[Extract to read Boundary: Start]

LITTLE ROCK — House Majority Leader Bruce Westerman, R-Hot Springs, announced Tuesday he will seek the Republican nomination for the 4th District congressional seat being vacated by U.S. Rep. Tom Cotton, R-Dardanelle.
"It has never been my life ambition to live and work in Washington, D.C.," Westerman said in a speech in Hot Springs. "My family is here. But if my serving in Congress is necessary to ensure my children, and all of our children, have a brighter future and a federal government that treats us fairly, then that is a sacrifice that I am willing to make."
Westerman, 45, had been expected to announce for the 4th District seat if Cotton chose to run for the Senate. Cotton announced his Senate bid on Aug. 6.
Republican Lt. Gov. Mark Darr announced he would seek the 4th District seat on Monday. Janis Percefull, a Hot Springs teacher and author, has said she will seek the Democratic nomination for the office.
Westerman said Tuesday the state and the nation are at "a critical juncture."
"We must decide whether people will have more power to shape their own lives, or whether we’re going to lose that power to an unfair, top-down Obama administration where the IRS runs rampant looking into our lives, where overly burdensome regulations stifle our ability to grow good-paying jobs for our workers, and where a government that refuses to live within its means threatens our future," he said.
The state’s first Republican House majority leader in 138 years, Westerman said that "when I go to Washington, I will take with me the courage to stand-up to a top-down administration the same way we did when House Republicans passed two pro-life bills and a voter ID bill this year in Little Rock—the ones Mike Beebe vetoed, the vetoes House Republicans and I joined together and voted to override."
He was referring to a new state law banning most abortions at 12 weeks and another banning most abortions at 20 weeks, as well as one requiring voters to show photo ID at the polls. The American Civil Liberties Union has filed a lawsuit challenging the 12-week abortion ban and has said it plans to challenge the voter ID law.

[Extract to read Boundary: End]
[Listed entries Boundary: Start]

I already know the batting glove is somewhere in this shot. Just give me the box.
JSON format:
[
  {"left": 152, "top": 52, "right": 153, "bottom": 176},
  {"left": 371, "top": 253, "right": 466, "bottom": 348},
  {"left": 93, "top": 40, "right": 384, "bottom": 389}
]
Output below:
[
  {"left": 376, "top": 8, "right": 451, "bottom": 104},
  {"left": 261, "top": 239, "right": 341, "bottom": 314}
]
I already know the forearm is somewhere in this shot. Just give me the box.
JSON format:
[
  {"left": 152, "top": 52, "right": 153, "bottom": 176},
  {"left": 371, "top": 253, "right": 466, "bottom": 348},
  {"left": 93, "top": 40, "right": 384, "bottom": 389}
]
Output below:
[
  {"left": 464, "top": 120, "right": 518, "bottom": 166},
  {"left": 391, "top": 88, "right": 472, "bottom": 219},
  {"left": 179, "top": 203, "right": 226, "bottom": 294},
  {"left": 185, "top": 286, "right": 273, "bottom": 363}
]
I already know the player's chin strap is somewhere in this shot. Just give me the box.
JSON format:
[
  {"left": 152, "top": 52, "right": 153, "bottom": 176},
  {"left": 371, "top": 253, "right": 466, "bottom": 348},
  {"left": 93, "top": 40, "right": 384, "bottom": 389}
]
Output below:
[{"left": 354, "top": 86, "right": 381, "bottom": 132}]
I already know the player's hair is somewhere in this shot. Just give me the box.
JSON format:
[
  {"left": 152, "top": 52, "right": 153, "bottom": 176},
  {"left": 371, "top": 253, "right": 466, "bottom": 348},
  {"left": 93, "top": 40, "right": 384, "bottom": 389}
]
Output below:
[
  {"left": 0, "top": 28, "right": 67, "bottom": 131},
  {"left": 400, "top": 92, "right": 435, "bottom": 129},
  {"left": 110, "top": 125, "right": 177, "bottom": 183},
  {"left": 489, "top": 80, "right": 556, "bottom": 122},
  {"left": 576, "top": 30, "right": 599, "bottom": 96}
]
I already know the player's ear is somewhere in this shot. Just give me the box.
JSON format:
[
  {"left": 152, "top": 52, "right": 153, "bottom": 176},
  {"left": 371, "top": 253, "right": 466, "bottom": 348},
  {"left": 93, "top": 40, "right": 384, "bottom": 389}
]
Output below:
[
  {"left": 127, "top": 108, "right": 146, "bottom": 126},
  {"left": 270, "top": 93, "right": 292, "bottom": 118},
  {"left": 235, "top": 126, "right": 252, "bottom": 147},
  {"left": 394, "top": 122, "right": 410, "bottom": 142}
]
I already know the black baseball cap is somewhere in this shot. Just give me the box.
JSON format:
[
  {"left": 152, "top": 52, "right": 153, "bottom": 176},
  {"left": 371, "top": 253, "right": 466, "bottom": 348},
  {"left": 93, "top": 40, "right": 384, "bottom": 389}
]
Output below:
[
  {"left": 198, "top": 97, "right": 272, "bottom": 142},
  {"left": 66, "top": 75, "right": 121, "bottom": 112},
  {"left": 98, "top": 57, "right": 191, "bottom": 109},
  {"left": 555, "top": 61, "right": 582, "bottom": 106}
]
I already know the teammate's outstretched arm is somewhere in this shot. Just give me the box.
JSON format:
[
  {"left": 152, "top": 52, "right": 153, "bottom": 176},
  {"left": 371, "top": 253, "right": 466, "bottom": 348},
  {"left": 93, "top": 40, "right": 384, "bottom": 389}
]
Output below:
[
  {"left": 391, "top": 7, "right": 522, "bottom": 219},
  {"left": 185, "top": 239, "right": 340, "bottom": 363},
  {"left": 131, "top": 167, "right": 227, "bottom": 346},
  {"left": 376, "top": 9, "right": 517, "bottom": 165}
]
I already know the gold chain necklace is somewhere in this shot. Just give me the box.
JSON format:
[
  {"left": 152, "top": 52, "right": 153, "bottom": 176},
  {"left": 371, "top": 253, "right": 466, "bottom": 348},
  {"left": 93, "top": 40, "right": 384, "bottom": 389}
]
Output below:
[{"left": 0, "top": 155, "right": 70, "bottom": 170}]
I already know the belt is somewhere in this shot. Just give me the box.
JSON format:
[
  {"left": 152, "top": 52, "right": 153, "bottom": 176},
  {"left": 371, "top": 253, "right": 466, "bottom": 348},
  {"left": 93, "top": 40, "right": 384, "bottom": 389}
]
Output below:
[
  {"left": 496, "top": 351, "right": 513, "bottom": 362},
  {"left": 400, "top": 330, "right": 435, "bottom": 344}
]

[Listed entries Boundary: End]

Exercise tasks:
1: Do these statements agree with the article on Westerman's congressional bid? Answer yes or no for each, quoting the words that decide it. (a) Westerman is 45 years old. (b) Mark Darr announced his run for the 4th District seat on Tuesday. (c) Janis Percefull plans to seek the Democratic nomination.
2: According to the article on Westerman's congressional bid, which law has the American Civil Liberties Union filed a lawsuit challenging?
Answer from the text alone.

Responses for each task:
1:
(a) Yes: "Westerman, 45, had been expected to announce for the 4th District seat"
(b) No: "Republican Lt. Gov. Mark Darr announced he would seek the 4th District seat on Monday."
(c) Yes: "has said she will seek the Democratic nomination for the office."

2: The 12-week abortion ban.